• **Tasks to carry out**
1. Translate this sentence from the court order on the Chase motion to dismiss into Spanish: "The loan was eventually sold to investors as a mortgage backed security."
2. Resume the court order on the Chase motion to dismiss, picking up after its last sentence.

• **Page extract**
United States District Court, E.D. California

April 4, 2014

JPMORGAN CHASE BANK, et al., Defendants.


KIMBERLY J. MUELLER, District Judge.

Defendants JPMorgan Chase Bank and Chase Home Financing have filed a motion to dismiss the complaint. ECF No. 19. Plaintiffs have opposed the motion and defendants have replied. ECF Nos. 37, 38. The court ordered the motion submitted without argument and now GRANTS the motion in part and DENIES it in part.


On January 5, 2013, plaintiffs filed a complaint challenging the pending foreclosure of their home at 8770 Brockway Vista Avenue, Kings Beach, California. They name as defendants JPMorgan Chase Bank ("Chase"), California Reconveyance Company ("CRC"), Chase Home Finance, LLC, Chase Fulfillment Services, and the Federal Deposit Insurance Corporation ("FDIC"), as receiver for Washington Mutual Bank ("WaMu"). Complaint, ECF No. 1.

The complaint alleges that plaintiffs purchased the property in 1993 and refinanced it in 2002, 2004 and 2007 with Washington Mutual Bank. Id. ¶ 14. The loan was eventually sold to investors as a mortgage backed security. Id. ¶ 15.

In 2009, Chase notified plaintiffs it had acquired Washington Mutual and the note and deed of trust had been assigned to Chase. Id. ¶ 17. In September 2009, Chase wrote to plaintiffs, advising them they would be eligible for modification of their loan under the HAMP program. Id. ¶ 30. Plaintiffs applied for a HAMP modification. Id.

• **Given records**
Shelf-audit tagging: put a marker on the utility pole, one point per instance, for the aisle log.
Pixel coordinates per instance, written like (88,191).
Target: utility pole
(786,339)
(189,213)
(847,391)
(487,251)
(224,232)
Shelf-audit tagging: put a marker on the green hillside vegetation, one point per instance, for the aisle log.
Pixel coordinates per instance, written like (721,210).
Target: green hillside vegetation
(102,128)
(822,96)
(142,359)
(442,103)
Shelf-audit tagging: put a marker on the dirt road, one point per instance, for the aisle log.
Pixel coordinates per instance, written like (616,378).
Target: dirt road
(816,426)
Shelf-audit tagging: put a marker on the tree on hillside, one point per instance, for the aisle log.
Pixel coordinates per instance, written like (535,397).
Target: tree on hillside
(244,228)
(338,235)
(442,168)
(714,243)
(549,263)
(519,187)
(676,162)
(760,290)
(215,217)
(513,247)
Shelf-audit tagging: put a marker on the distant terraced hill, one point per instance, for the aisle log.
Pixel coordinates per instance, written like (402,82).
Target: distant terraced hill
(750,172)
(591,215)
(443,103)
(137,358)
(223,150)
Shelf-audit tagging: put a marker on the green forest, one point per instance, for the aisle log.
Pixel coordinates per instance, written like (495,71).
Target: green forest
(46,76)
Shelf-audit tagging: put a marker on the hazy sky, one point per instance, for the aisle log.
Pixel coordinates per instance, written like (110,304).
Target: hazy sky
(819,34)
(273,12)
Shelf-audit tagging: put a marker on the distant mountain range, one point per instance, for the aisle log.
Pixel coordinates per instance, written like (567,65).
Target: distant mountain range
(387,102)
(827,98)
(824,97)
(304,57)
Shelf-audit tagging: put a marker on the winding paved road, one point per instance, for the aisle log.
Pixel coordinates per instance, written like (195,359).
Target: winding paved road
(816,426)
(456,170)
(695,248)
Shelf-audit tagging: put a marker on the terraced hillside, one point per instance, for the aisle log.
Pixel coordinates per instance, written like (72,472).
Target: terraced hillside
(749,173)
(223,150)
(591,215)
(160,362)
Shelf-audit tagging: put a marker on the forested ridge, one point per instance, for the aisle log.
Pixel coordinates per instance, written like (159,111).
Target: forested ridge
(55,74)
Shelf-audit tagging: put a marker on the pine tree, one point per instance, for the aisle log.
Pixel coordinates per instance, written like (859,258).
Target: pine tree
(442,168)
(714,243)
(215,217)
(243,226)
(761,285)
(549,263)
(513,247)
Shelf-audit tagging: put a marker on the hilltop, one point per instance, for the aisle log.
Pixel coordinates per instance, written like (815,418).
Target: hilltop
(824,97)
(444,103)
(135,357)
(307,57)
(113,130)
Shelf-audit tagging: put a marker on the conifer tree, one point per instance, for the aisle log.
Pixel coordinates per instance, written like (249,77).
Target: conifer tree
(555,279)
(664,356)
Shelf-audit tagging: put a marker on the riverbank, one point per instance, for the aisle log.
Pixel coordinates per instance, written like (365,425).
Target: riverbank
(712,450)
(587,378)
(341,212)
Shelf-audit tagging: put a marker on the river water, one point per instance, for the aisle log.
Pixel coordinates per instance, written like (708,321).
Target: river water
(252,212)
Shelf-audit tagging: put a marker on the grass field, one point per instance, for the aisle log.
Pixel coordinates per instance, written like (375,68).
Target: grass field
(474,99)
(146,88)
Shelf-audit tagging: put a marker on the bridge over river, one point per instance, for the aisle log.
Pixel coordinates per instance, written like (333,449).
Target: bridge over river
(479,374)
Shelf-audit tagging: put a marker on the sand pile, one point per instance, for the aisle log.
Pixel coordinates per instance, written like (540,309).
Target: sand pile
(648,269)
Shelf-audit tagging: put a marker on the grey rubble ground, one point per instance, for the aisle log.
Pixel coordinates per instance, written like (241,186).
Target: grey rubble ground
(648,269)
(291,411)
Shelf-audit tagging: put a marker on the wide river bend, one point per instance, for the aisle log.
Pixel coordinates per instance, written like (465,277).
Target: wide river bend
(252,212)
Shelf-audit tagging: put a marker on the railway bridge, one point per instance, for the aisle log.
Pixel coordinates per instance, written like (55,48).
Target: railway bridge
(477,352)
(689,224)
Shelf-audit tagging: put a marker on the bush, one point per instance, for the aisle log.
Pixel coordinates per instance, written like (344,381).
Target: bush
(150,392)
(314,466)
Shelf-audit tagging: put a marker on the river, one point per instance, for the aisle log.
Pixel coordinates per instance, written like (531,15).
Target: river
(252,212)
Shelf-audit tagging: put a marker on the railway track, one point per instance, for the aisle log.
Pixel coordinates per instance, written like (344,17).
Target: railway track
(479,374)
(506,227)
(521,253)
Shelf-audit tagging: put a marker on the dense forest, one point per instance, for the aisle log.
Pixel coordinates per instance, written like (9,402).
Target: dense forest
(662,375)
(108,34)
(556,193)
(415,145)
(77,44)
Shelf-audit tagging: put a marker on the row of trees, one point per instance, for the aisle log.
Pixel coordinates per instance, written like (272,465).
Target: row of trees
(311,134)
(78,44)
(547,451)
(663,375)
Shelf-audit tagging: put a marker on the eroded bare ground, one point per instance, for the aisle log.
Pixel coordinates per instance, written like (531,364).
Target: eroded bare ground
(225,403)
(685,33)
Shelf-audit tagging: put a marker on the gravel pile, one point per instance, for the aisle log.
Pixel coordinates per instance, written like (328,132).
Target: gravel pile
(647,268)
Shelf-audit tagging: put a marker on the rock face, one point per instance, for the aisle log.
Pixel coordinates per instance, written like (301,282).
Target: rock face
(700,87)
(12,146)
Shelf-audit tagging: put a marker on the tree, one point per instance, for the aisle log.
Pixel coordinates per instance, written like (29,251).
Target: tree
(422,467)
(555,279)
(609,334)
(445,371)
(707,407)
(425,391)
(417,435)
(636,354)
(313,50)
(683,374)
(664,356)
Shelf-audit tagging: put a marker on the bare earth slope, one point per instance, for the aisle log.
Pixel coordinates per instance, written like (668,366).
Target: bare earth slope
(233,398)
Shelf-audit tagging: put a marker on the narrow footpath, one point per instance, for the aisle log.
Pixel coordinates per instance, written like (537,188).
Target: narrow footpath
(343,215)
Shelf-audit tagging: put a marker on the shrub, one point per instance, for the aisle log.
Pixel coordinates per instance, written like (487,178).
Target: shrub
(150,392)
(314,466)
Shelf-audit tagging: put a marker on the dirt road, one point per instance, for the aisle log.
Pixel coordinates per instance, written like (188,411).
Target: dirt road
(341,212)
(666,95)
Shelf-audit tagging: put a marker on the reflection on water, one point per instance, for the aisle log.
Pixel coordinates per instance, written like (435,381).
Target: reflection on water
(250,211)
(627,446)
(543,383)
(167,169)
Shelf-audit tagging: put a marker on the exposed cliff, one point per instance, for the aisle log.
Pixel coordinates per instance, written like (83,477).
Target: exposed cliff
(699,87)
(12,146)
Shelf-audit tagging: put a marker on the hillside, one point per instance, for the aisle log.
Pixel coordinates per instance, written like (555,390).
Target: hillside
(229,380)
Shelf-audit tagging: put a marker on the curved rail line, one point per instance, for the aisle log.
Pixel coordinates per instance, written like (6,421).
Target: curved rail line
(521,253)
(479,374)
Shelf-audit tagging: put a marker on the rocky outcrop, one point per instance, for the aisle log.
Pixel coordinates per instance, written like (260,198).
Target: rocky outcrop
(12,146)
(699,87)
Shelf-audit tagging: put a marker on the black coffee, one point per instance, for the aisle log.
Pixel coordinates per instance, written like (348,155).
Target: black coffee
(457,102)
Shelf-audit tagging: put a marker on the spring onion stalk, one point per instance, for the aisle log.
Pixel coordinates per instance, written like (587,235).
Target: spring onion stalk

• **Results for the exercise**
1. Con el tiempo, el préstamo se vendió a inversionistas como un valor respaldado por hipotecas.

2.
In early 2010, Chase offered plaintiffs a three month trial payment reduction, which plaintiffs accepted even though they were not in default. Id. ¶¶ 32-33. Chase appraised their property at 2.4 million dollars. Id. ¶ 31. Plaintiffs made all required payments during this three month period. Id. ¶ 34. At the end of the three month period, plaintiffs contacted Chase and were instructed to continue making the reduced payments, which they did. Id. ¶ 35.

In August 2010, Krista Lanini spoke with Rick Lee at Chase, who told her the file had been moved to the underwriting department in California and plaintiffs could expect to hear about the modification in September. Id. ¶ 36. On September 10, 2010, Mary Calvo of Chase informed plaintiffs the modification had been denied and they were now in arrears. Id. ¶ 37. Plaintiffs immediately contacted Rick Lee, who said they had never qualified for HAMP because the value of the property exceeded the guidelines limit of $750, 000. Id. ¶ 38. He said plaintiffs would be required to resume payments in the original amount. Id. Plaintiffs paid the original monthly amount until July 2012, when Chase rejected their payment. Id.

The complaint is comprised of the following claims: (1) violation of the one action rule against Chase; (2) breach of contract against Chase; (3) breach of the implied covenant of good faith and fair dealing against all defendants; (4) negligence; (5) fraud; (6) slander of title; (7) negligent misrepresentation; (8) violation of the Fair Debt Collection Practices Act ("FDCPA"), 15 U.S.C. §§ 1692, and the Rosenthal Fair Debt Collection Practices Act CAL. CIV. CODE § 1788, et seq.; (10) violation of California's Unfair Competition Law, CAL. BUS. & PROF. CODE §§ 17200, et seq.;[1] (11) injunctive relief; and (12) accounting.

On January 22, 2013, the FDIC filed with the court a copy of a letter it wrote to plaintiffs' counsel informing him that a claim must be filed with the FDIC before any court has jurisdiction over it. ECF No. 12.

On February 22, 2013, the court adopted the parties' stipulation postponing the foreclosure sale while this action was pending. ECF No. 16.

On May 2, 2013, defendants filed the pending motion to dismiss. ECF No. 19.

The parties continued the hearing on the motion several times in order to pursue settlement. ECF Nos. 24, 27, 31, 34.

On August 19, 2013, the court approved plaintiffs' request to dismiss the FDIC as a defendant. ECF No. 29.

On January 14, 2014, the court approved plaintiffs' request to dismiss CRC as a defendant. ECF No. 36.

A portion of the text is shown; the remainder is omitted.